RECORDED DATA section start
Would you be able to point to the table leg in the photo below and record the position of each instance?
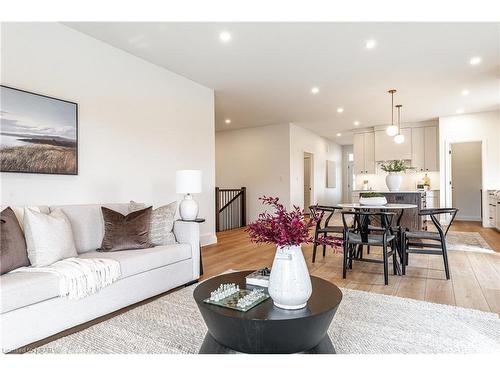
(324, 347)
(210, 346)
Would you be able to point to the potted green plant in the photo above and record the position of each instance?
(394, 178)
(372, 199)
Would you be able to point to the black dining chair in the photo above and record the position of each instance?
(361, 235)
(323, 228)
(426, 242)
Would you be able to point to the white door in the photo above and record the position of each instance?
(359, 153)
(418, 149)
(431, 149)
(369, 153)
(350, 180)
(307, 180)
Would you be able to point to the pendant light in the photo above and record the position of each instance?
(399, 138)
(392, 130)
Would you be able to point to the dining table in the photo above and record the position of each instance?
(399, 207)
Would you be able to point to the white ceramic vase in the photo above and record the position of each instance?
(393, 181)
(289, 283)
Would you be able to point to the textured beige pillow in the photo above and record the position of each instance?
(49, 238)
(162, 223)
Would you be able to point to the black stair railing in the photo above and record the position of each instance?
(230, 208)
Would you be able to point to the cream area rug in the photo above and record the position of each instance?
(365, 323)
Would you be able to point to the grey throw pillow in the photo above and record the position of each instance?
(162, 223)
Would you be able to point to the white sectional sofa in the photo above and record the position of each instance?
(31, 309)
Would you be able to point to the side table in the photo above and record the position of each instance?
(197, 220)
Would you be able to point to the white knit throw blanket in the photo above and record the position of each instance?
(80, 277)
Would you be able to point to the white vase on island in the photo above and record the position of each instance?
(289, 283)
(393, 181)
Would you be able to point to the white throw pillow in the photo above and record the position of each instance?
(49, 238)
(19, 212)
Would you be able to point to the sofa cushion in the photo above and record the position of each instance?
(133, 262)
(22, 289)
(87, 223)
(13, 252)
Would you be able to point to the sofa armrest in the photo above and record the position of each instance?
(189, 233)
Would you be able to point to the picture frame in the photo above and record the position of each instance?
(38, 133)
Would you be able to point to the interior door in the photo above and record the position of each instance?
(350, 180)
(307, 181)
RECORDED DATA section end
# WHAT YOU ARE ASKED TO DO
Could every line above be set down exactly, with the pictures omitted?

# RESPONSE AREA
Would you be able to point to the table leg in the photo below and record the position of each instance?
(324, 347)
(210, 346)
Would you be able to point to the potted green plant in the photo above and record the position of each instance?
(394, 178)
(372, 199)
Would you be able to point to the black dining chair in the photo above and record the position of each instance?
(361, 235)
(323, 228)
(426, 242)
Would you be able to point to the white door in the photo above and record the position of each instance?
(359, 153)
(418, 149)
(431, 149)
(369, 153)
(350, 180)
(307, 180)
Would you be able to point to the pendant light in the photo above and record the position of each instance?
(399, 138)
(392, 130)
Would you be able to point to the dining table in the photo above and record the position of each instance?
(399, 207)
Would you be able to point to the white ceramic vase in the photo above and record the position of each instance?
(393, 181)
(289, 283)
Would you be able to point to the textured beige pillow in the photo above and record the position of each instance?
(49, 238)
(162, 223)
Would you be able to point to the black stair railing in the photo above and record the position of each instance?
(230, 208)
Would you be able to point to the cream area rug in the photo above and record the position of each instance?
(365, 323)
Would you be able to point to the grey throw pillow in the photo above and record the position of each instance?
(162, 223)
Would you be able to point to the white sectional sofa in the photo above and record the position of each instance?
(31, 309)
Would you be able to point to the side table in the photo above and record the position of each instance?
(197, 220)
Would you be able to point to the white knit throw blanket in the photo above and record the position of each instance?
(80, 277)
Would you be able to point to the white vase on island in the photo above and record the position of each instance?
(289, 283)
(393, 181)
Would you be able to point to the white throw pillow in the photo above and record the position of each instance?
(49, 238)
(19, 212)
Would you be able to point to the sofa cushion in the photo above and record the position of each instance?
(133, 262)
(22, 289)
(87, 223)
(13, 252)
Would you be able to point to the sofa armrest in the photo above and record the position of each instance?
(189, 233)
Would you be able to point to the picture frame in the photo above and record the position of each instance?
(38, 133)
Would you be able to point to the interior door in the photo above and record the position of each instance?
(350, 180)
(307, 181)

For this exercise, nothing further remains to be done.